**YOUR TASK**
Everything from the line holding "target | white shirt" through the last line below must be repeated exactly, and nothing else.

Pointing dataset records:
= = = = =

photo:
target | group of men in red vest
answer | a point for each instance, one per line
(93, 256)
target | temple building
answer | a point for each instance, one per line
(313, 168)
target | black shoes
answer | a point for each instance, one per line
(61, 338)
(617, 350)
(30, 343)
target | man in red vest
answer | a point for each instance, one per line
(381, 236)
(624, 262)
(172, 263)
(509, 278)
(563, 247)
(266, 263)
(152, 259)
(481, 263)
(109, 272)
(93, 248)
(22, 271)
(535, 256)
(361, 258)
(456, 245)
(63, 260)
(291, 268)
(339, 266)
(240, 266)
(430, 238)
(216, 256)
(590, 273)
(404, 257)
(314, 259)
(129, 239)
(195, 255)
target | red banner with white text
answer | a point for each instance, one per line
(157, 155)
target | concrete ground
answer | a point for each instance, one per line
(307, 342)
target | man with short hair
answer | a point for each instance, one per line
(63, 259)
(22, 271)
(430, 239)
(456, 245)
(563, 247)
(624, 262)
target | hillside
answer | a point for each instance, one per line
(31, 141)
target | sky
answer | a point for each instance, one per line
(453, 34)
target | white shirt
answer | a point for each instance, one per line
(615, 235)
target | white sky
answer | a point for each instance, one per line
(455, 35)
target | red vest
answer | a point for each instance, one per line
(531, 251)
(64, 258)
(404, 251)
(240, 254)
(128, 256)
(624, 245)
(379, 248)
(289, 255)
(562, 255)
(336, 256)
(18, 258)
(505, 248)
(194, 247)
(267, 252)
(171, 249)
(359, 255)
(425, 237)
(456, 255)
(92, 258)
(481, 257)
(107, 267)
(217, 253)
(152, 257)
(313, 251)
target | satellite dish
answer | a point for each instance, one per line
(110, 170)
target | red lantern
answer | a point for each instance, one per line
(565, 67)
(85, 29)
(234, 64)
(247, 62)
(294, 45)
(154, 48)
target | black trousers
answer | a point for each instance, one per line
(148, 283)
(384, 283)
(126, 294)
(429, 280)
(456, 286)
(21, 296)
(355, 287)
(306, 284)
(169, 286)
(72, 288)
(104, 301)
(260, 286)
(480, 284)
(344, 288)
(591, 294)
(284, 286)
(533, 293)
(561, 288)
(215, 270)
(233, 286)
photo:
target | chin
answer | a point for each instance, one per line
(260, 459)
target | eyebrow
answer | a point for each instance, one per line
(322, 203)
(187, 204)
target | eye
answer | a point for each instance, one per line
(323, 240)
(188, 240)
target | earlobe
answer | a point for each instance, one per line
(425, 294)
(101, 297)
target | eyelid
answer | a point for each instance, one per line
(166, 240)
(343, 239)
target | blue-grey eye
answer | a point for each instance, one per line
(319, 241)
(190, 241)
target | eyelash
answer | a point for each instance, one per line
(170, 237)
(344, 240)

= = = = =

**RESULT**
target | white shirt
answer | a point for each instance, one per line
(615, 235)
target | white sky
answer | a point for each instance, one per line
(455, 35)
target | red vest
answer | a point for each instance, one per line
(531, 251)
(64, 258)
(404, 251)
(240, 254)
(128, 256)
(624, 245)
(379, 248)
(289, 255)
(562, 255)
(336, 256)
(18, 258)
(505, 248)
(194, 247)
(267, 252)
(171, 249)
(359, 255)
(425, 237)
(456, 255)
(92, 258)
(481, 257)
(107, 267)
(217, 253)
(152, 257)
(313, 251)
target | satellite dish
answer | a point for each instance, one per line
(110, 170)
target | red lantern
answer | a point for each instance, one per line
(565, 67)
(85, 29)
(234, 64)
(247, 62)
(294, 45)
(154, 48)
target | black trousers
answer | a point for each instance, one per line
(148, 283)
(384, 283)
(126, 294)
(429, 280)
(456, 286)
(21, 296)
(355, 287)
(306, 284)
(169, 286)
(72, 288)
(104, 301)
(260, 286)
(480, 284)
(344, 288)
(591, 294)
(284, 286)
(533, 293)
(561, 288)
(215, 270)
(233, 286)
photo:
target | chin
answer | a point for each instance, one per line
(260, 459)
target | eyebrow
answer | a point for each instance, one per line
(322, 203)
(187, 204)
target | eye
answer | a point for each instance, one per line
(323, 240)
(188, 240)
target | earlobe
answer | a point for each instance, one per line
(425, 294)
(101, 297)
target | eyelid
answer | a point for each instance, one per line
(166, 240)
(343, 239)
target | blue-grey eye
answer | a point for each instance, one per line
(319, 241)
(190, 241)
target | eyelash
answer | a point for each instance, one per line
(170, 237)
(344, 240)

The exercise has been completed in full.